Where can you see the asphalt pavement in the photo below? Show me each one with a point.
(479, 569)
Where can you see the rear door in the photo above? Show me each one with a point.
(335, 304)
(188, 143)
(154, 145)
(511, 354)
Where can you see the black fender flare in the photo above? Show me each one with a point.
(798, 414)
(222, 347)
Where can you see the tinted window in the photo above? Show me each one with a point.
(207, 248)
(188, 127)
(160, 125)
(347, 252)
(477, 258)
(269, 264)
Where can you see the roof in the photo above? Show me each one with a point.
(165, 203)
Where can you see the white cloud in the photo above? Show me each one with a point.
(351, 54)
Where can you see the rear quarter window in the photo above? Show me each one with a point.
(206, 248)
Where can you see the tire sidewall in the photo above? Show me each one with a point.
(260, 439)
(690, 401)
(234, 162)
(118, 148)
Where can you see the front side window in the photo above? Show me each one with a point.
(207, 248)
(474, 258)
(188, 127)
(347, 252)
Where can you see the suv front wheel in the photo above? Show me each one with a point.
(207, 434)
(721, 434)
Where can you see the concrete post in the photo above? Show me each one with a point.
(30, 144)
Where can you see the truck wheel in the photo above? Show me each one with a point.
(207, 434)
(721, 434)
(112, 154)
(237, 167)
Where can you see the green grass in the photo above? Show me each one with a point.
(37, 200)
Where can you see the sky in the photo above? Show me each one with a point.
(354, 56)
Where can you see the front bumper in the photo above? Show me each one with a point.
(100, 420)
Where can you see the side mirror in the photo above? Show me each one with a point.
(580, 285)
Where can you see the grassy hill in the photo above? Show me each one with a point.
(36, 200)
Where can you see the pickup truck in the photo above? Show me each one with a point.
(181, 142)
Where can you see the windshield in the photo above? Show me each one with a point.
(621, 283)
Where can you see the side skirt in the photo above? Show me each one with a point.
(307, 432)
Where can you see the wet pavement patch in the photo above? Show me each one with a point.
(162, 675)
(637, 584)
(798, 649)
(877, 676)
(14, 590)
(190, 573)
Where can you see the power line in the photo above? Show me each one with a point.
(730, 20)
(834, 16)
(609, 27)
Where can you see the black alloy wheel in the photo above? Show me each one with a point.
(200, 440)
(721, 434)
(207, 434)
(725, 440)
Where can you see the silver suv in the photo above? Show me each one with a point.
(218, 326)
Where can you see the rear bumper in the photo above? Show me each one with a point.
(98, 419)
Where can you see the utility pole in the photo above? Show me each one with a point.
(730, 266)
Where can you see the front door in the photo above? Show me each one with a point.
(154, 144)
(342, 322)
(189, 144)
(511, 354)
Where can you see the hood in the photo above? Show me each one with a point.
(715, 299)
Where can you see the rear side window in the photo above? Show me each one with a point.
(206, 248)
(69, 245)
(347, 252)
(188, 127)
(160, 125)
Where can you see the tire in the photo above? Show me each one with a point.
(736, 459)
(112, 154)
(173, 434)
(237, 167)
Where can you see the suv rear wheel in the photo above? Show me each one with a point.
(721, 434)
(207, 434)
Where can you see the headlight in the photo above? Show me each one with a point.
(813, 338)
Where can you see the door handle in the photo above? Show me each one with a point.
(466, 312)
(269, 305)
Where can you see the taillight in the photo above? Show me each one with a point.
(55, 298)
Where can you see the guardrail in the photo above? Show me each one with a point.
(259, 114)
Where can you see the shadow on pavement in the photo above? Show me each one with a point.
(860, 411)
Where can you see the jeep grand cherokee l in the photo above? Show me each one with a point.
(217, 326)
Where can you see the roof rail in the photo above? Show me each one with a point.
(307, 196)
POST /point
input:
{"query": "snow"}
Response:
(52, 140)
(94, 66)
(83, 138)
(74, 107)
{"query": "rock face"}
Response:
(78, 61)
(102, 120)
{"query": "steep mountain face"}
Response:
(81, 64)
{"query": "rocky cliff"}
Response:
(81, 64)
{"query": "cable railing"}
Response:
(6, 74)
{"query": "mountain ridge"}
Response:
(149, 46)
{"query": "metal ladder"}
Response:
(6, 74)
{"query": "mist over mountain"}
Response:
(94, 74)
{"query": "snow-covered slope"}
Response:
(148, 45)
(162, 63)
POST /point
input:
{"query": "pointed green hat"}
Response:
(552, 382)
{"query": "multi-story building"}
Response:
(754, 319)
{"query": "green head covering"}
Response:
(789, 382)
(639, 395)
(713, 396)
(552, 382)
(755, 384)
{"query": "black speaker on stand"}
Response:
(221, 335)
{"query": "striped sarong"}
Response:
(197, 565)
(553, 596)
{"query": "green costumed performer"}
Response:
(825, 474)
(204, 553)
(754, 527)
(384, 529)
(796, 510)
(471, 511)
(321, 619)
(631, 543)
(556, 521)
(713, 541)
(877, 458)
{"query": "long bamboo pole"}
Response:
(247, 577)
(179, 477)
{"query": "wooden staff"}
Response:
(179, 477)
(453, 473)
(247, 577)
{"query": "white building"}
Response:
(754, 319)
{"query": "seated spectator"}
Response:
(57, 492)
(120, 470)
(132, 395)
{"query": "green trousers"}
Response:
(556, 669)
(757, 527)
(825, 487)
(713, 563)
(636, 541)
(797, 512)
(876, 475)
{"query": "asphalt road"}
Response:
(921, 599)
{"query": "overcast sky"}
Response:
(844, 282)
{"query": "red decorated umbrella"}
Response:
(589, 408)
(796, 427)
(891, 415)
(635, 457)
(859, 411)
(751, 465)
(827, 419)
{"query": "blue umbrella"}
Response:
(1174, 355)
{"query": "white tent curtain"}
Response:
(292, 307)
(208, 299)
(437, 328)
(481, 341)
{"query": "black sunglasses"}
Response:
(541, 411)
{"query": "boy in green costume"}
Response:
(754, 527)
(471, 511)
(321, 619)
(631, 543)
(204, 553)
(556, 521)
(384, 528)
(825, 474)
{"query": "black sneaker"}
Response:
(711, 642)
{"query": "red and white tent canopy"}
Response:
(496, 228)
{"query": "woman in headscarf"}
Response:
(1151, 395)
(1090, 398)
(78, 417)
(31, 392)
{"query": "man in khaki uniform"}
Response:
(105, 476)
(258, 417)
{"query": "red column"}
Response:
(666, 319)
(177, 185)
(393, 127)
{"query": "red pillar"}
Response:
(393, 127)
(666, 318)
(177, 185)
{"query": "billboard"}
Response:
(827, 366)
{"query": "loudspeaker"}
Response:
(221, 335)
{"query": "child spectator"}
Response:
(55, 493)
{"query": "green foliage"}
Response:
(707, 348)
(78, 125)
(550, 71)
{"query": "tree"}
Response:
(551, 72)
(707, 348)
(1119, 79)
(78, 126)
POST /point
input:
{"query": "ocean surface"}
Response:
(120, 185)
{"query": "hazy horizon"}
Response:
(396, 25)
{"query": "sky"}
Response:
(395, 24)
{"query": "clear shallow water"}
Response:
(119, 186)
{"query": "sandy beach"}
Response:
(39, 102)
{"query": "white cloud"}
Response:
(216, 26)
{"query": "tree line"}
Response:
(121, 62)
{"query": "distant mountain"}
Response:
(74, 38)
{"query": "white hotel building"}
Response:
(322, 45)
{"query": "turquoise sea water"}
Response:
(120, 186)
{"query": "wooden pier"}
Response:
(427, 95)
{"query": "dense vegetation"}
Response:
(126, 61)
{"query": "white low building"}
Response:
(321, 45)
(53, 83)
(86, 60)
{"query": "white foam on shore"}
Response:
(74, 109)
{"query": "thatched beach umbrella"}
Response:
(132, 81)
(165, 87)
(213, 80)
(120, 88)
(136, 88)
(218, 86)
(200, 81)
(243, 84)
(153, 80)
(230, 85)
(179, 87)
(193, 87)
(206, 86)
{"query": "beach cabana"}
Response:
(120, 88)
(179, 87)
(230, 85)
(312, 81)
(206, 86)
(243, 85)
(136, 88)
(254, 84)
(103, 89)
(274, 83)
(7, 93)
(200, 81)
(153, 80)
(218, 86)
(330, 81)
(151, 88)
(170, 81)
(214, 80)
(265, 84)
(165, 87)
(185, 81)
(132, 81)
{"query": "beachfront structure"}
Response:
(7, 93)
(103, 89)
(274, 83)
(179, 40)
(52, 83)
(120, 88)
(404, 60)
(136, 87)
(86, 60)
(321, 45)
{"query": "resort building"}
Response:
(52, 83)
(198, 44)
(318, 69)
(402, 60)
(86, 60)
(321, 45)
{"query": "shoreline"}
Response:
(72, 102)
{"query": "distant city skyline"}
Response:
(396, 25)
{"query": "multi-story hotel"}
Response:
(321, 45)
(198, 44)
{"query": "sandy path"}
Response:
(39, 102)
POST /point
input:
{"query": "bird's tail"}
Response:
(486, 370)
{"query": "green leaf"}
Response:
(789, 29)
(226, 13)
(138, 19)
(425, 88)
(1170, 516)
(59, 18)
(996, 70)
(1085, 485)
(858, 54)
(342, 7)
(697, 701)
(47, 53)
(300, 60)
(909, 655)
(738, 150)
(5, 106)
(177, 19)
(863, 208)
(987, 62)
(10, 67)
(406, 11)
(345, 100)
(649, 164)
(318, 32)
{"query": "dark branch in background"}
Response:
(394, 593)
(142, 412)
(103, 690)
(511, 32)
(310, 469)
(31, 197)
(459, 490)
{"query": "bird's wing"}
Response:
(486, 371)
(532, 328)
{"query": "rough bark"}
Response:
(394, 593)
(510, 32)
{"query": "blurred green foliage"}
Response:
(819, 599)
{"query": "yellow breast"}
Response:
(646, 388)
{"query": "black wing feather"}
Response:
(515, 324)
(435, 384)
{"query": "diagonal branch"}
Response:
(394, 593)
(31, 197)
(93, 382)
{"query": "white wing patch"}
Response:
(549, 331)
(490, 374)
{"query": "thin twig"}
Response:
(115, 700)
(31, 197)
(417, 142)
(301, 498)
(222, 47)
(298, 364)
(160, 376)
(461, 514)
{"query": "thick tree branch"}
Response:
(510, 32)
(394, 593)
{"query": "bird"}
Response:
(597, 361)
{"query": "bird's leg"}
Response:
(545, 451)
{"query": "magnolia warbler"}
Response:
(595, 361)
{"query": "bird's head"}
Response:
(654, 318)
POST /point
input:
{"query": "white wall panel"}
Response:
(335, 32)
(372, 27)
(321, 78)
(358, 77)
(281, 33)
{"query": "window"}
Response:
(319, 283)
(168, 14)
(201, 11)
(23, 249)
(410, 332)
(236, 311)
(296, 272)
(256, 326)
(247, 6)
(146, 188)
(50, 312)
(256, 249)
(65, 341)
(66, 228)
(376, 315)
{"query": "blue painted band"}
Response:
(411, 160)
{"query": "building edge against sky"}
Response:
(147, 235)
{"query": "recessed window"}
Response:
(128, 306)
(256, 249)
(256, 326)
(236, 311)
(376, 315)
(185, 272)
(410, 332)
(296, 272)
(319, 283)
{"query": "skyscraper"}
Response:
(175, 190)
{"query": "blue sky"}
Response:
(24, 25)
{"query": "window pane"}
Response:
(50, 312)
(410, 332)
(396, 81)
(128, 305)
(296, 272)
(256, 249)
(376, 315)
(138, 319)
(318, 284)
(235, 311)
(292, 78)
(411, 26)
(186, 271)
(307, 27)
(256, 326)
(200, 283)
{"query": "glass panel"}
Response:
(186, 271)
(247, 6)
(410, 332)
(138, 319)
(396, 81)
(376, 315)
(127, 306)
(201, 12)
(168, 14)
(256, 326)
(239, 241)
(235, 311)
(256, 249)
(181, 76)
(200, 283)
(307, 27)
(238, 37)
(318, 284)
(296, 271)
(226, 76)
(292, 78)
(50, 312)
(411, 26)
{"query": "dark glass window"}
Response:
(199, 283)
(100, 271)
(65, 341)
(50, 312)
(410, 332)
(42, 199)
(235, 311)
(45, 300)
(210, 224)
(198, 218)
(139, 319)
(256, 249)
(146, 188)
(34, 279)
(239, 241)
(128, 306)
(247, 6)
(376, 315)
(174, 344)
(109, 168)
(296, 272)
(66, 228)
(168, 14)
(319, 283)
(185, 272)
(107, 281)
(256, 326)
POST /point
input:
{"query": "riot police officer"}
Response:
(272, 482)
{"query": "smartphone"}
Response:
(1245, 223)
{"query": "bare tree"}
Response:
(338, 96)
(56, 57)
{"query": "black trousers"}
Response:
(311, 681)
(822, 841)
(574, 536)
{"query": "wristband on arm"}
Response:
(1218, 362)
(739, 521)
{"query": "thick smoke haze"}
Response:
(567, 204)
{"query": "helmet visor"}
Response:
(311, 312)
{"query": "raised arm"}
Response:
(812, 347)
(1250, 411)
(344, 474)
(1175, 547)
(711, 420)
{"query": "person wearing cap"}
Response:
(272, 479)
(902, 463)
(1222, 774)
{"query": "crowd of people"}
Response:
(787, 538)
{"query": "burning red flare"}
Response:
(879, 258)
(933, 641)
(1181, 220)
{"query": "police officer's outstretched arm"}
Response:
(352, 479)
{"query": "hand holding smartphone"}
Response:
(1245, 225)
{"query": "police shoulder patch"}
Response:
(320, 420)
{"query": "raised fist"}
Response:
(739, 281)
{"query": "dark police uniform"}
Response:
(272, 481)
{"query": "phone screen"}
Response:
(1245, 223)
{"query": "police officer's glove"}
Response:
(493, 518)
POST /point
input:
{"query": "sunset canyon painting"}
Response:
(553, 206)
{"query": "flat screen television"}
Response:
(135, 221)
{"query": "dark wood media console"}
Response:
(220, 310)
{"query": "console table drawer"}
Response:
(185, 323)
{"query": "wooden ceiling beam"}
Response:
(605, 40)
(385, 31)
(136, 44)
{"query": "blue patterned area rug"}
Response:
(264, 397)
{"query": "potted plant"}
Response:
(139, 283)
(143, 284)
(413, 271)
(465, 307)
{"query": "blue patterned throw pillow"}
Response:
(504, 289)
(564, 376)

----------

■ **Task instructions**: List every line of the rows above that contains the string "door". Case counts, so include a line only when its capitalization matches.

■ **The reply**:
Where can you see the rear door in the photo above? Show me each one with a point.
Where can you see the front door in the photo above? Show me each one with a point.
Where can you see the door handle in the photo above? Show me each one with a point.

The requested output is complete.